* WHAT IS EXPECTED
Return the lines of the listing below exactly, starting with the line that contains "Regarding the white" and running through the end of the listing, both ends included.

* DATA ENTRIES
--- start ---

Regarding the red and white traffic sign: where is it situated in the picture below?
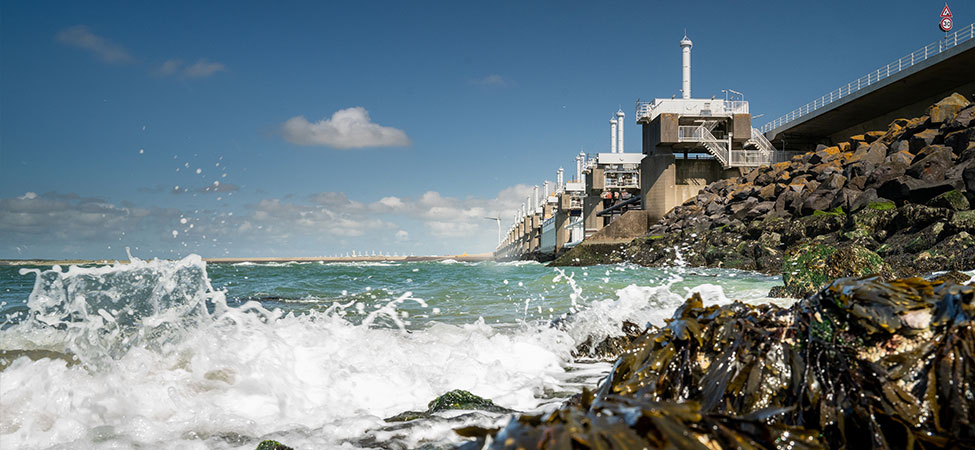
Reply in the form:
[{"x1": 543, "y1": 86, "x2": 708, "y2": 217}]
[{"x1": 941, "y1": 17, "x2": 953, "y2": 33}]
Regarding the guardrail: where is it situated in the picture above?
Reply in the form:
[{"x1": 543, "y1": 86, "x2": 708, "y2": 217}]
[
  {"x1": 636, "y1": 98, "x2": 748, "y2": 122},
  {"x1": 760, "y1": 23, "x2": 975, "y2": 133}
]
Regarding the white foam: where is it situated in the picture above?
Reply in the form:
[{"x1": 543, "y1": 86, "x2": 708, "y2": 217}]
[{"x1": 0, "y1": 257, "x2": 572, "y2": 448}]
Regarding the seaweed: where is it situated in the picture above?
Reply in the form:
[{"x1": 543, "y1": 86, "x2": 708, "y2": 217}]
[
  {"x1": 385, "y1": 389, "x2": 515, "y2": 422},
  {"x1": 470, "y1": 277, "x2": 975, "y2": 449}
]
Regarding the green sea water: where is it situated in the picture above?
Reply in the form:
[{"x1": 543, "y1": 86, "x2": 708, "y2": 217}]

--- end ---

* EXERCISE OUTPUT
Regarding the white foam: where is it situated in the picture above?
Reply in the form:
[{"x1": 543, "y1": 86, "x2": 708, "y2": 217}]
[{"x1": 0, "y1": 257, "x2": 572, "y2": 448}]
Regarding the seaweed: where is it situated in the picture above?
Reply in the form:
[{"x1": 543, "y1": 86, "x2": 708, "y2": 217}]
[
  {"x1": 385, "y1": 389, "x2": 515, "y2": 422},
  {"x1": 470, "y1": 277, "x2": 975, "y2": 449}
]
Regarding the green sea water: where is it situated in the picture above?
Reply in the form:
[{"x1": 543, "y1": 86, "x2": 708, "y2": 217}]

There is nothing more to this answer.